## About this task
Check each line of the records for "below"; collect those that have it.

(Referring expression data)
---+---
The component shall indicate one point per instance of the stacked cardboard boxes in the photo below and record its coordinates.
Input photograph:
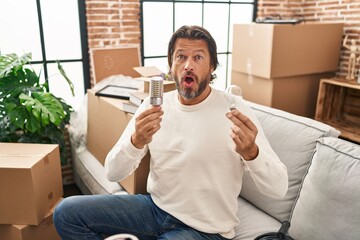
(30, 188)
(280, 65)
(106, 122)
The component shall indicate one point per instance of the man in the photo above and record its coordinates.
(199, 150)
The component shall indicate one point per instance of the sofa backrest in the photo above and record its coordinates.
(293, 138)
(328, 206)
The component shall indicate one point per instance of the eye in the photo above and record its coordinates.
(199, 57)
(180, 56)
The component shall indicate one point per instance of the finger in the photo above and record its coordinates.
(241, 120)
(149, 111)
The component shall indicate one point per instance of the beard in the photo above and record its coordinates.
(190, 93)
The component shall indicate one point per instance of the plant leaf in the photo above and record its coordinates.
(12, 63)
(44, 107)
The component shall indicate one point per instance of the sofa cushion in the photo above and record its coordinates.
(253, 221)
(328, 206)
(293, 138)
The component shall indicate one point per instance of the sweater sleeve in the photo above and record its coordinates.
(124, 157)
(267, 170)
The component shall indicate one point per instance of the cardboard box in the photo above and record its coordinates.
(148, 72)
(106, 123)
(283, 50)
(30, 182)
(295, 94)
(106, 62)
(45, 230)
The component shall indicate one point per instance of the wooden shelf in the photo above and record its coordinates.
(338, 105)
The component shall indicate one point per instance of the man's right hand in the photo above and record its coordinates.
(146, 125)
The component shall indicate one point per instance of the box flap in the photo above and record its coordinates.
(148, 71)
(23, 155)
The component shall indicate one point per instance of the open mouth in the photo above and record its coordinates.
(188, 81)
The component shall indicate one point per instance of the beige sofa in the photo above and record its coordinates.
(323, 200)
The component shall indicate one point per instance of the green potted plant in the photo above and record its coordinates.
(29, 113)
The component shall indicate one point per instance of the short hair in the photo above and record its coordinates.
(194, 33)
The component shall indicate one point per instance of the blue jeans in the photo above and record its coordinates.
(98, 216)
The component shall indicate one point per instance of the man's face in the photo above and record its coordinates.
(191, 70)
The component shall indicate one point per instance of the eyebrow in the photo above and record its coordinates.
(196, 51)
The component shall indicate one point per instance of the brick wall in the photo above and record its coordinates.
(114, 22)
(345, 11)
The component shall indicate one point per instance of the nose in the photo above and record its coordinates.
(189, 65)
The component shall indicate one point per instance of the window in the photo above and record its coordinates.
(161, 18)
(52, 31)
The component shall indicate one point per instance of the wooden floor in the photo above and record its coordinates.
(71, 189)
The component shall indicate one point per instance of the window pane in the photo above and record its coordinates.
(158, 27)
(220, 80)
(61, 28)
(229, 70)
(160, 63)
(246, 1)
(217, 26)
(59, 87)
(188, 14)
(239, 13)
(20, 28)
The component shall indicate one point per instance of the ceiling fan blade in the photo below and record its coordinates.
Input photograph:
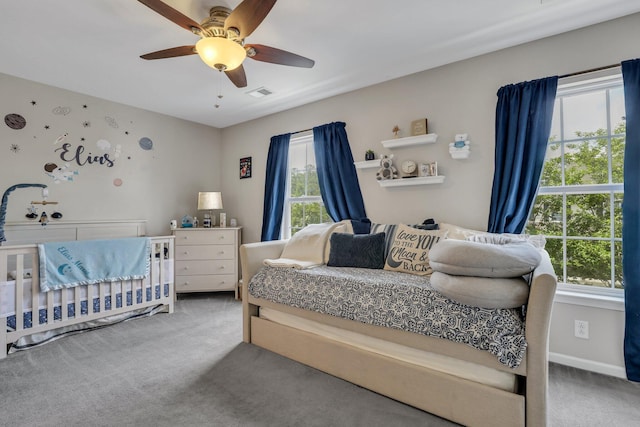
(277, 56)
(248, 15)
(237, 76)
(170, 53)
(172, 15)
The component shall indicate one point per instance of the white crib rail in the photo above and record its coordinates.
(23, 257)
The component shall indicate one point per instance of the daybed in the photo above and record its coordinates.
(447, 377)
(49, 315)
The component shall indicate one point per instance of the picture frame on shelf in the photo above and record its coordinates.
(419, 127)
(245, 167)
(428, 169)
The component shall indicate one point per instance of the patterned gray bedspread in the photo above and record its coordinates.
(395, 300)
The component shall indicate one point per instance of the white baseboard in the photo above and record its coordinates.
(588, 365)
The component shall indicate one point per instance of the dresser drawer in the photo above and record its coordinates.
(189, 268)
(203, 236)
(202, 252)
(200, 283)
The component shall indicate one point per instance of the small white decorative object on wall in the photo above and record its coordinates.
(459, 149)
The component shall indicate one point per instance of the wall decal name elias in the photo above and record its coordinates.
(68, 154)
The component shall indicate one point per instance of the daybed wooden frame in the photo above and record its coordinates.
(162, 250)
(463, 401)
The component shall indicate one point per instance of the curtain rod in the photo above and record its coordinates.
(301, 131)
(592, 70)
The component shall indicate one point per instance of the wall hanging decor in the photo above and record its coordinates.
(245, 167)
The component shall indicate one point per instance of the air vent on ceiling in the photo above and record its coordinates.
(260, 92)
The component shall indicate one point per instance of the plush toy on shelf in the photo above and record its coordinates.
(387, 170)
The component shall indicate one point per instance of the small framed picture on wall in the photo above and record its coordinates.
(245, 167)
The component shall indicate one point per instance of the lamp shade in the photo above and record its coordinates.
(208, 200)
(220, 53)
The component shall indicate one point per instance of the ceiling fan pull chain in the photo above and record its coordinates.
(219, 88)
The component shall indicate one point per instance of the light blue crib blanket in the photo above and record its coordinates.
(73, 263)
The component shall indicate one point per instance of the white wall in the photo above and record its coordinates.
(157, 184)
(456, 98)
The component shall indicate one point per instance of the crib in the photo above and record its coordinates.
(47, 316)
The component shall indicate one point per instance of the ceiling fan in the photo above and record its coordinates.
(222, 45)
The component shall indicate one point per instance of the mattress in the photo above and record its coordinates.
(441, 363)
(394, 300)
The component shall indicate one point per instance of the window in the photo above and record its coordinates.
(579, 203)
(303, 202)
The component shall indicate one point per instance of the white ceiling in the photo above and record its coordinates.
(93, 47)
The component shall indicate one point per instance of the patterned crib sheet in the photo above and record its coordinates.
(394, 300)
(84, 307)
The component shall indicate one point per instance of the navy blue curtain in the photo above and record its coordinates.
(523, 124)
(339, 185)
(275, 186)
(631, 219)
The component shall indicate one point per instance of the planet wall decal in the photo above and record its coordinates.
(145, 143)
(15, 121)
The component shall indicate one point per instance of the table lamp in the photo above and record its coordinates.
(207, 201)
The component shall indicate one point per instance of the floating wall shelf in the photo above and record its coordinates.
(367, 164)
(408, 141)
(404, 182)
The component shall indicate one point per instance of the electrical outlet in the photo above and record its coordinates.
(582, 329)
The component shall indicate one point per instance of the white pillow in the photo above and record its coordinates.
(309, 244)
(343, 226)
(513, 258)
(461, 233)
(482, 291)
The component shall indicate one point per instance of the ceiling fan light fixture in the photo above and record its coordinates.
(220, 53)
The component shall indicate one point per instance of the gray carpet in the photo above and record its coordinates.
(192, 369)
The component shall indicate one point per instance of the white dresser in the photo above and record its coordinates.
(207, 259)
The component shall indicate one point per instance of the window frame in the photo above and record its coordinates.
(601, 80)
(303, 138)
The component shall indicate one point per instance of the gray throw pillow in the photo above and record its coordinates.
(465, 258)
(357, 250)
(482, 292)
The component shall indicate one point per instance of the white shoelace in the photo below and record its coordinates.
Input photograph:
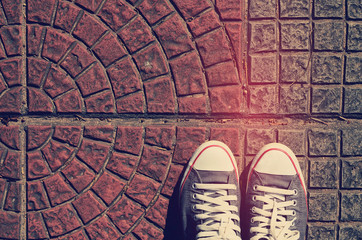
(218, 217)
(273, 224)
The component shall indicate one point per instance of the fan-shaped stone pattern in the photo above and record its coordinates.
(96, 175)
(10, 187)
(71, 71)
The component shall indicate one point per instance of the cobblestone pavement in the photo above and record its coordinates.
(102, 102)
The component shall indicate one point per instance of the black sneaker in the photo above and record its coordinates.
(210, 194)
(275, 201)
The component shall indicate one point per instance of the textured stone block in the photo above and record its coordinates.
(88, 206)
(103, 133)
(294, 139)
(116, 13)
(350, 232)
(225, 99)
(13, 10)
(13, 197)
(11, 71)
(40, 11)
(36, 165)
(11, 101)
(94, 80)
(124, 77)
(327, 69)
(9, 225)
(204, 23)
(91, 5)
(295, 35)
(172, 179)
(188, 140)
(122, 164)
(263, 69)
(190, 8)
(78, 174)
(326, 100)
(162, 136)
(351, 209)
(191, 81)
(262, 36)
(353, 69)
(263, 99)
(327, 232)
(100, 103)
(57, 82)
(229, 136)
(93, 153)
(322, 142)
(133, 103)
(351, 173)
(262, 9)
(143, 189)
(229, 9)
(11, 37)
(151, 62)
(158, 212)
(109, 49)
(257, 138)
(58, 190)
(354, 42)
(323, 206)
(353, 100)
(68, 134)
(56, 44)
(294, 8)
(294, 99)
(174, 36)
(222, 74)
(354, 9)
(108, 187)
(160, 95)
(352, 142)
(329, 35)
(154, 163)
(154, 10)
(66, 15)
(35, 227)
(328, 8)
(34, 36)
(214, 47)
(102, 229)
(56, 154)
(39, 102)
(323, 174)
(125, 213)
(146, 230)
(136, 34)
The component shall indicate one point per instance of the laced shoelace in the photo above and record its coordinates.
(217, 218)
(271, 219)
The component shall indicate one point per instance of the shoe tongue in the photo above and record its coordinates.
(213, 176)
(278, 181)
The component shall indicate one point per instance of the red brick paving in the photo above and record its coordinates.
(103, 102)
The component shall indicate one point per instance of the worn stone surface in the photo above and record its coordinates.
(102, 103)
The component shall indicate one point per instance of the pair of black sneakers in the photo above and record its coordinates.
(274, 207)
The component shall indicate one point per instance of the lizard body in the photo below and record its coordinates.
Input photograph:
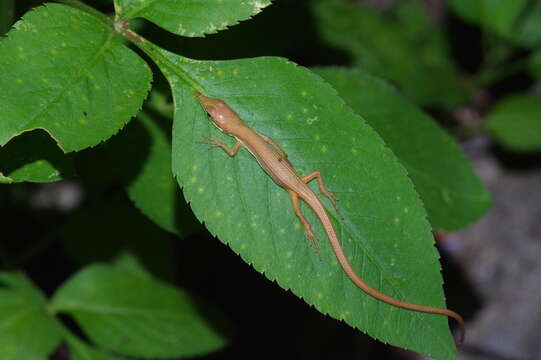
(274, 162)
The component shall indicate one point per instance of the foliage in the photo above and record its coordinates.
(73, 78)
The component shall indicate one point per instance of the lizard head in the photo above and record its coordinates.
(221, 115)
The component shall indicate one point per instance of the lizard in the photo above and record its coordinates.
(274, 161)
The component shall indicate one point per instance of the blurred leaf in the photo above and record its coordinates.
(27, 330)
(121, 228)
(34, 157)
(128, 262)
(384, 229)
(496, 15)
(7, 11)
(409, 50)
(528, 30)
(81, 351)
(191, 18)
(141, 157)
(535, 64)
(128, 314)
(443, 177)
(515, 123)
(64, 71)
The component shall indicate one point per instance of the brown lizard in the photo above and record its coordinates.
(274, 162)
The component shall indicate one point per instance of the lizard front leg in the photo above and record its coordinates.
(213, 142)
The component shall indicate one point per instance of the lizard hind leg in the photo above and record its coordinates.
(307, 227)
(317, 175)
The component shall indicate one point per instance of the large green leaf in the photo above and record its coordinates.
(34, 157)
(146, 171)
(64, 71)
(7, 11)
(190, 18)
(409, 49)
(443, 177)
(384, 229)
(515, 123)
(497, 15)
(134, 315)
(27, 330)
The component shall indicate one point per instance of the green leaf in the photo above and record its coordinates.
(191, 18)
(535, 64)
(384, 230)
(528, 30)
(128, 314)
(121, 228)
(515, 123)
(27, 330)
(409, 50)
(64, 71)
(34, 157)
(7, 12)
(146, 171)
(496, 15)
(443, 177)
(81, 351)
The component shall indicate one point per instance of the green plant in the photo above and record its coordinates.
(72, 78)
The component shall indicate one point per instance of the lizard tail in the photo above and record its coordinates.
(321, 213)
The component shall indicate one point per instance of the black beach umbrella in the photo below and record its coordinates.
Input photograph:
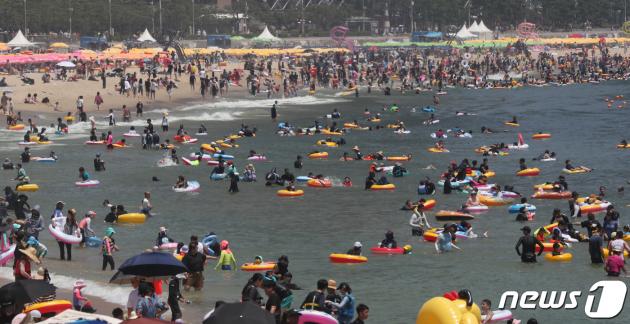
(153, 264)
(240, 313)
(25, 292)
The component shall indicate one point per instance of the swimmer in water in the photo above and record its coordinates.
(181, 182)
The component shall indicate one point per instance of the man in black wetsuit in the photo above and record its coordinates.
(529, 242)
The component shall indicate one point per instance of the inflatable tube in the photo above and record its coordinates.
(302, 178)
(541, 136)
(548, 247)
(449, 215)
(320, 155)
(494, 201)
(16, 127)
(477, 209)
(398, 158)
(518, 147)
(94, 142)
(606, 253)
(544, 186)
(60, 236)
(528, 172)
(88, 183)
(131, 218)
(516, 208)
(319, 183)
(223, 156)
(576, 170)
(389, 186)
(429, 204)
(257, 158)
(93, 241)
(46, 160)
(7, 255)
(430, 235)
(328, 132)
(381, 250)
(594, 208)
(208, 148)
(29, 187)
(192, 186)
(262, 267)
(346, 258)
(313, 316)
(49, 308)
(499, 316)
(287, 193)
(441, 310)
(552, 195)
(559, 258)
(218, 176)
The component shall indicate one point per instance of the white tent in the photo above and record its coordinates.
(146, 37)
(474, 28)
(483, 31)
(20, 41)
(463, 33)
(266, 36)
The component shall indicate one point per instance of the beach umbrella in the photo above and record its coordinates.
(25, 292)
(66, 64)
(153, 264)
(240, 313)
(122, 279)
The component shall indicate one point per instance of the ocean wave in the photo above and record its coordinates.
(110, 293)
(264, 103)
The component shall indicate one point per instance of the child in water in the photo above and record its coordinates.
(226, 261)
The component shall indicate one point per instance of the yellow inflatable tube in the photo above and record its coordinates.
(131, 218)
(440, 310)
(559, 258)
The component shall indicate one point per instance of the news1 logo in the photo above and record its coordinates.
(612, 295)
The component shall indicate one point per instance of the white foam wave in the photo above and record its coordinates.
(263, 103)
(111, 293)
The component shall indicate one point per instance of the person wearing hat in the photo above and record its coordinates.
(108, 247)
(356, 249)
(615, 264)
(22, 265)
(146, 204)
(528, 244)
(332, 296)
(99, 164)
(345, 308)
(163, 237)
(41, 249)
(85, 226)
(7, 164)
(79, 302)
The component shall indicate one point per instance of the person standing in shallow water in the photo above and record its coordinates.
(274, 110)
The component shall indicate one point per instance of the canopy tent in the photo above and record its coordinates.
(474, 28)
(20, 41)
(483, 32)
(463, 33)
(146, 37)
(266, 36)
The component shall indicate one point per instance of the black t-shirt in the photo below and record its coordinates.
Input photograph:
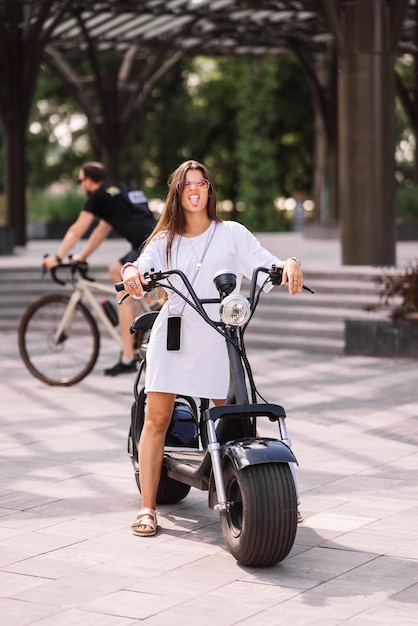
(126, 210)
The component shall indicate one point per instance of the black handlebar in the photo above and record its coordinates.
(153, 279)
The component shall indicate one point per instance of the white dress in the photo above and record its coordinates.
(200, 368)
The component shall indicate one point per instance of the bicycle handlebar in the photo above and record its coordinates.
(77, 267)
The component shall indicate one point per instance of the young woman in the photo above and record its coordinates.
(191, 237)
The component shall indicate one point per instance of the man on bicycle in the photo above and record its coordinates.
(124, 210)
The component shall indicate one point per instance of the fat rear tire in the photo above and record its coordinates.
(260, 527)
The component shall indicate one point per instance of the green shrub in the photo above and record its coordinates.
(45, 206)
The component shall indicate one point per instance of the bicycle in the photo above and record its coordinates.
(59, 338)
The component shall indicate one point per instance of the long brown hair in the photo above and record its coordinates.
(172, 219)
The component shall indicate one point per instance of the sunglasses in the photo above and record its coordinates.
(196, 182)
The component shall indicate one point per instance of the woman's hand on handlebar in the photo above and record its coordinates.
(132, 282)
(292, 273)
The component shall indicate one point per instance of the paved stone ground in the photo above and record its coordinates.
(68, 495)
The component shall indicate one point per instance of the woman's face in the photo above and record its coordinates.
(194, 195)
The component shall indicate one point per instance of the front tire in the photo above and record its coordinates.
(68, 360)
(260, 526)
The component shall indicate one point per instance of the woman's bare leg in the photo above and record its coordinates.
(159, 409)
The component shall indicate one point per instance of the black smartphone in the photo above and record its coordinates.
(173, 332)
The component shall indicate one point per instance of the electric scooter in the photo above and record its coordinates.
(250, 479)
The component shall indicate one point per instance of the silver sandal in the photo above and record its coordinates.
(150, 522)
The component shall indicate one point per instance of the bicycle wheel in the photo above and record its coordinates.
(73, 356)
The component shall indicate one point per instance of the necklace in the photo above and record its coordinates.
(208, 240)
(198, 263)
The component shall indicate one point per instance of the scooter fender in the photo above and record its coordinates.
(256, 451)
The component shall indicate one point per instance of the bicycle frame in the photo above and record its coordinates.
(83, 292)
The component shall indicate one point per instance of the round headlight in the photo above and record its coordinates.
(235, 310)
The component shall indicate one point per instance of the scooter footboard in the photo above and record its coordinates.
(256, 451)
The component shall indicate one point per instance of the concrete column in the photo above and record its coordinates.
(366, 135)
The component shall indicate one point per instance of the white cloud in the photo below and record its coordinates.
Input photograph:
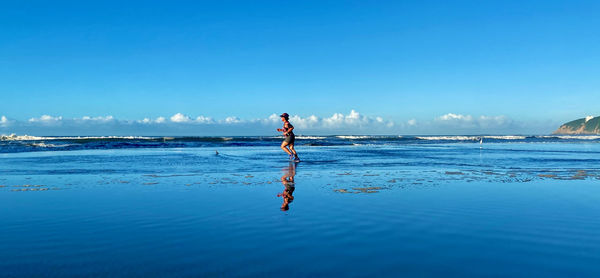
(46, 120)
(337, 123)
(204, 120)
(455, 117)
(180, 118)
(4, 122)
(232, 120)
(98, 119)
(467, 123)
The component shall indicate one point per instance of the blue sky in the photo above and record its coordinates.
(497, 66)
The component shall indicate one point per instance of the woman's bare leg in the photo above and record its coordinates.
(283, 147)
(293, 150)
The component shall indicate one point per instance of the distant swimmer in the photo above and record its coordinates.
(288, 142)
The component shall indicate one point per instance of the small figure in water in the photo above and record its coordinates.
(288, 142)
(289, 186)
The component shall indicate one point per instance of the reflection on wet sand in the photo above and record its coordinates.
(289, 186)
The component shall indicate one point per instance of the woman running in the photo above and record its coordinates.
(288, 142)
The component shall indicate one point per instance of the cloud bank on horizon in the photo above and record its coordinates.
(180, 124)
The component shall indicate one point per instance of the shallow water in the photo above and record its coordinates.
(436, 209)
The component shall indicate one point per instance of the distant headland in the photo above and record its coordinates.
(587, 125)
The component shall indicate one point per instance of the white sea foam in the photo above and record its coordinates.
(14, 137)
(472, 138)
(353, 137)
(310, 137)
(577, 137)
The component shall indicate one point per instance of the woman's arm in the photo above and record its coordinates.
(289, 128)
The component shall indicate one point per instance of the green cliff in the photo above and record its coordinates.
(587, 125)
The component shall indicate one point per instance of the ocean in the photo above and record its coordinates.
(355, 206)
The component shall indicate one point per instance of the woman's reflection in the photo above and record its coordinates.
(289, 186)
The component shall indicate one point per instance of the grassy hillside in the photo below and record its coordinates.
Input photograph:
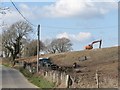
(104, 60)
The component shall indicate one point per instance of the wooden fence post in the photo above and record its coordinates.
(97, 78)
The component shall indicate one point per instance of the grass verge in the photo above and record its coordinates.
(36, 80)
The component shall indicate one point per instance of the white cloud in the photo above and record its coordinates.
(61, 8)
(79, 8)
(81, 36)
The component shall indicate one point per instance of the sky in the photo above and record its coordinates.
(81, 21)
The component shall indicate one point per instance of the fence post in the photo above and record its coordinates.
(97, 79)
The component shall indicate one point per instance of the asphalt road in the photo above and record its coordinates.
(12, 78)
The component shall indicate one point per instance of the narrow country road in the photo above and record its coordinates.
(12, 78)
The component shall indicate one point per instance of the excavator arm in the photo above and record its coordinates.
(90, 46)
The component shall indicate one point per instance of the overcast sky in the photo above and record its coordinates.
(81, 21)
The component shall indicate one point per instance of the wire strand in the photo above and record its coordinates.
(21, 14)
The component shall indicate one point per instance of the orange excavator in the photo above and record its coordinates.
(90, 46)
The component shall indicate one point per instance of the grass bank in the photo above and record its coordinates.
(36, 80)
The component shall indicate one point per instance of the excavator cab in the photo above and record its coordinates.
(90, 46)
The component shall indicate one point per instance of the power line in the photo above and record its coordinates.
(58, 27)
(22, 14)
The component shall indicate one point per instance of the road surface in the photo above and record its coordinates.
(12, 78)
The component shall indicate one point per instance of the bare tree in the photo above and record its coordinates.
(13, 37)
(31, 48)
(59, 45)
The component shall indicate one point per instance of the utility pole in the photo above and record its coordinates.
(38, 46)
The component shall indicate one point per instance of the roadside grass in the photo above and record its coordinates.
(36, 80)
(6, 62)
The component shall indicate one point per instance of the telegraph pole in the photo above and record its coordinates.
(38, 47)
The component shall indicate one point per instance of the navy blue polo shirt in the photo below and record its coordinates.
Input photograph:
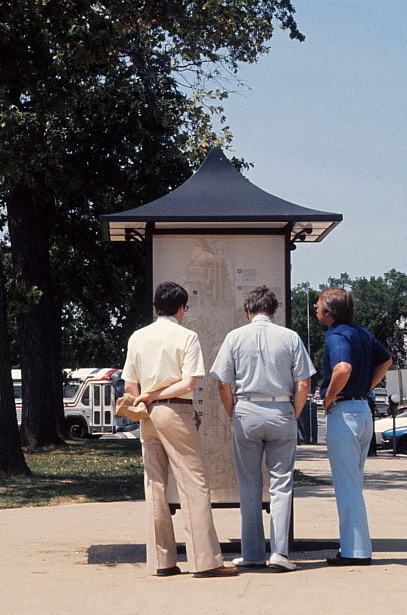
(357, 346)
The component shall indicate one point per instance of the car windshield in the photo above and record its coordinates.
(70, 390)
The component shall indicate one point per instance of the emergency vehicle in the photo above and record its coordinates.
(89, 400)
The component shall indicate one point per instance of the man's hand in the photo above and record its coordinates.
(226, 397)
(147, 398)
(340, 376)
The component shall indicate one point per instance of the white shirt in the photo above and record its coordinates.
(263, 359)
(162, 353)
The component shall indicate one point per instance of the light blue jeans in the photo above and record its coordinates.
(264, 430)
(349, 431)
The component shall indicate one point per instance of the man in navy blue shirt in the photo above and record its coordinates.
(354, 363)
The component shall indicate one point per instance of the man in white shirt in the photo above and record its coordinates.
(163, 363)
(270, 369)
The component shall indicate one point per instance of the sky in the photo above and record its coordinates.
(325, 125)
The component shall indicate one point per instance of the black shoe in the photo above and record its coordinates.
(221, 571)
(338, 560)
(168, 572)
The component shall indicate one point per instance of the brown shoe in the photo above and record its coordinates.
(168, 572)
(221, 571)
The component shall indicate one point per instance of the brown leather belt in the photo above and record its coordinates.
(173, 400)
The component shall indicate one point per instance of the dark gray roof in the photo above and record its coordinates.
(218, 194)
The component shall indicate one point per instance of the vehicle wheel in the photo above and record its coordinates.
(402, 447)
(77, 428)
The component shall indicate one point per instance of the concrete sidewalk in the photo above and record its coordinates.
(90, 558)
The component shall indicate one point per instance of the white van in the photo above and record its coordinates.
(89, 400)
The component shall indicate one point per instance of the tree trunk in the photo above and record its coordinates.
(38, 334)
(12, 460)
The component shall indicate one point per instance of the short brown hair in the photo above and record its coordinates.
(339, 303)
(261, 301)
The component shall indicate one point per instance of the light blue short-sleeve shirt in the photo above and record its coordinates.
(262, 359)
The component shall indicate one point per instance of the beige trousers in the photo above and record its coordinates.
(170, 439)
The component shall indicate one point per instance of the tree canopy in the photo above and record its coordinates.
(103, 106)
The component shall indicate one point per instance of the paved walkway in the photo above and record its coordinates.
(90, 558)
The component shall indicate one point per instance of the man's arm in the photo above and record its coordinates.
(226, 397)
(185, 385)
(379, 372)
(340, 376)
(301, 392)
(132, 388)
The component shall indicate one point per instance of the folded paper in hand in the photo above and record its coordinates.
(124, 407)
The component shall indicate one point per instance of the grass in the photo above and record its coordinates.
(85, 471)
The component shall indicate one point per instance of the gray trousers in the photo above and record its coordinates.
(264, 431)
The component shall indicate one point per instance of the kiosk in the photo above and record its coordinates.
(219, 236)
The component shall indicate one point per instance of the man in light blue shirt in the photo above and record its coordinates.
(270, 370)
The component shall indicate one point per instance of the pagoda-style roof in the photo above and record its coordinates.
(217, 196)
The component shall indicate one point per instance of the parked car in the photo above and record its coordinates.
(381, 425)
(401, 439)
---+---
## Answer box
The component shall indicate one point per instance of the stacked cardboard boxes in the photo below and record its coordinates.
The component shall indicate one point per instance of the ceiling fan blade in the photo below and record its coordinates.
The component shall indicate one point per instance of the white shoelace in the photo below and record its coordinates.
The component shall indicate one point per instance of the lizard body in the photo below and record its coordinates.
The component shall indicate one point per instance of the black beach umbrella in the photo below and record its coordinates.
The component shall indicate one point per instance of the black t-shirt in the photo below and record its coordinates.
The component shall indicate one point per instance of the white cloud in the photo below and record its coordinates.
The component shall indicate one point per instance of the grassy hillside in the photo below and record its coordinates.
The component shall indicate one point per instance of the navy blue polo shirt in the photo below and record its coordinates.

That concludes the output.